Entries:

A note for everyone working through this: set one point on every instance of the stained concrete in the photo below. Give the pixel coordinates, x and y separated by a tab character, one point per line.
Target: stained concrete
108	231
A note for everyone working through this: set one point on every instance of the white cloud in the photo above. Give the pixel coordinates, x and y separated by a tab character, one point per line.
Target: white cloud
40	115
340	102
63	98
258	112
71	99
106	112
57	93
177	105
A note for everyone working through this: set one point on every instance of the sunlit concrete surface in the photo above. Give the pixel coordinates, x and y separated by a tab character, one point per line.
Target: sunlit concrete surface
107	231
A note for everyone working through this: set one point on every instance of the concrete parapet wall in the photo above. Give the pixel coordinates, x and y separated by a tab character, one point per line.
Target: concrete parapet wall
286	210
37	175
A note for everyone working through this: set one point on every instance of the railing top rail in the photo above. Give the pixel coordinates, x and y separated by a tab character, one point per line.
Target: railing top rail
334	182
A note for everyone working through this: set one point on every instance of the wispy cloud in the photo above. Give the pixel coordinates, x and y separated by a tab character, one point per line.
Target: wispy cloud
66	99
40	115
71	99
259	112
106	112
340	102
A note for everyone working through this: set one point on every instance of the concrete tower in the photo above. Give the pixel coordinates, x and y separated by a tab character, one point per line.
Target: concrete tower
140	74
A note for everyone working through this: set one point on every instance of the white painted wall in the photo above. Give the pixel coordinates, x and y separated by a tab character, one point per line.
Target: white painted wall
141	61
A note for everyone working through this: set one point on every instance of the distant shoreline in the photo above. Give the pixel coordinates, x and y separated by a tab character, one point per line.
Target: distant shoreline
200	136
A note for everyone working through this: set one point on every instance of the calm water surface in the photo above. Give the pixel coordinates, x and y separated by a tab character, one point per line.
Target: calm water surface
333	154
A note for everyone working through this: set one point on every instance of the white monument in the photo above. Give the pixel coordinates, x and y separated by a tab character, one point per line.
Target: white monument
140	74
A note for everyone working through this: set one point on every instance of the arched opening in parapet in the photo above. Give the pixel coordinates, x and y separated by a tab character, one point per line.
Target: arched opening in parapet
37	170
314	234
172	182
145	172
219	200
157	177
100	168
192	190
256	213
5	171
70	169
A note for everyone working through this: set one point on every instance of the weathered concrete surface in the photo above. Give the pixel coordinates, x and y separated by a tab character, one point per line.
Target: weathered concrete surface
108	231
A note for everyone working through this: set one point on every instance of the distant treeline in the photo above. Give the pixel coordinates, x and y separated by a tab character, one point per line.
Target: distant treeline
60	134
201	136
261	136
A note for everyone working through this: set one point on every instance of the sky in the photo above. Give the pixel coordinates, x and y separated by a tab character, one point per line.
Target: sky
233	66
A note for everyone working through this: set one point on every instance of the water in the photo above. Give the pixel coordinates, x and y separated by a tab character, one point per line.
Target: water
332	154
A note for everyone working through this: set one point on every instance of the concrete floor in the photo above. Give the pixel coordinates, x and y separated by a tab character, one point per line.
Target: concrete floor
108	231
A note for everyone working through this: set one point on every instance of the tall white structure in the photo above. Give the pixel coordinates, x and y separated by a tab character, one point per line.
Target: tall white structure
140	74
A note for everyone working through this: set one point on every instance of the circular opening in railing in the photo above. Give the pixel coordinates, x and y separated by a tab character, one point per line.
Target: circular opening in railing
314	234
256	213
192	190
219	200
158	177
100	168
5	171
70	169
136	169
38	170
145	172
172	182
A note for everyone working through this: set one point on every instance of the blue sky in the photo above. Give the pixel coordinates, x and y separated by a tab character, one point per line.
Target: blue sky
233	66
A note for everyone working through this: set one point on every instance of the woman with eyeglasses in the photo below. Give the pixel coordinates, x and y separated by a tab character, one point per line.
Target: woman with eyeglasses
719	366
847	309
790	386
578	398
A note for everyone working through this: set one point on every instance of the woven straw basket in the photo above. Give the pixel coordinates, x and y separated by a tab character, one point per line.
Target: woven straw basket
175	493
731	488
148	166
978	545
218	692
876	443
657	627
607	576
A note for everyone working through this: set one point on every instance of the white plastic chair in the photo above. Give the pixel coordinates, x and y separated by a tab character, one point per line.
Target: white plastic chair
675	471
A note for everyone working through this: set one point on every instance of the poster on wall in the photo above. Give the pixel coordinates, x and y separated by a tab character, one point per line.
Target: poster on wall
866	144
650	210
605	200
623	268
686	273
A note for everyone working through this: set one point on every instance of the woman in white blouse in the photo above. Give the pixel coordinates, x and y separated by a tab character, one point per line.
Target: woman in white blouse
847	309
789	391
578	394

Exercise brief:
Convert everything from the line containing "of the tall" down to the end of the records above into a Markdown table with the columns Row and Line. Number each line and leave out blank lines.

Reply to the task:
| Row | Line |
|---|---|
| 1 | A note for everyone working through this: set one point on every instance of the tall white structure in the photo above. Give the pixel coordinates, x and y separated by a tab character, one point per line. |
| 2 | Target: tall white structure |
| 3 | 140	74 |
| 4 | A note for everyone working through this: set one point on every instance of the circular opening in railing in the photo above. Give the pixel coordinates, x and y separated by a tab character, one point per line. |
| 5 | Target: circular opening in railing |
| 6 | 314	234 |
| 7 | 256	213 |
| 8 | 192	190 |
| 9 | 219	200 |
| 10 | 158	177 |
| 11 | 100	168 |
| 12 | 5	171 |
| 13 | 70	169 |
| 14 | 136	169 |
| 15 | 38	170 |
| 16 | 145	172 |
| 17 | 172	182 |
| 18 | A note for everyone working through this: set one point on every instance of the blue sky in the photo above. Give the pixel coordinates, x and y separated by a tab character, one point per line. |
| 19 | Target: blue sky |
| 20 | 233	66 |
| 21 | A note for everyone working through this: set one point on every instance of the woman with eyeglasses in the photo below. Give the pixel coordinates, x and y separated by a tab character, one point per line. |
| 22 | Target: woman with eyeglasses |
| 23 | 719	366 |
| 24 | 847	309 |
| 25 | 790	386 |
| 26 | 578	398 |
| 27 | A note for everyone working through this: set one point on every instance of the woven straw basket in the photo above. Give the pixel coordinates, x and y separated by a tab character, one point per line. |
| 28 | Target: woven straw basket |
| 29 | 175	493 |
| 30 | 731	488 |
| 31 | 148	166 |
| 32 | 978	545 |
| 33 | 218	692 |
| 34 | 876	443 |
| 35 | 657	627 |
| 36 | 607	576 |
| 37 | A note for everyone working through this: set one point on every instance of the white plastic chair in the photo above. Give the pixel coordinates, x and y separated by a tab character, one point per line. |
| 38 | Target: white plastic chair |
| 39 | 675	471 |
| 40 | A note for everyone working through this: set one point on every instance of the poster on wall in the photo above. Give the pixel coordinates, x and y separated by a tab character, one point per line. |
| 41 | Target: poster on wall |
| 42 | 866	144 |
| 43 | 650	210 |
| 44 | 605	200 |
| 45 | 623	268 |
| 46 | 686	273 |
| 47 | A note for everyone working through this: set one point on every instance of the woman in white blouse in the photo above. Give the pixel coordinates, x and y separated by a tab character, one point per line. |
| 48 | Target: woman in white blouse |
| 49 | 847	309 |
| 50 | 789	391 |
| 51 | 578	394 |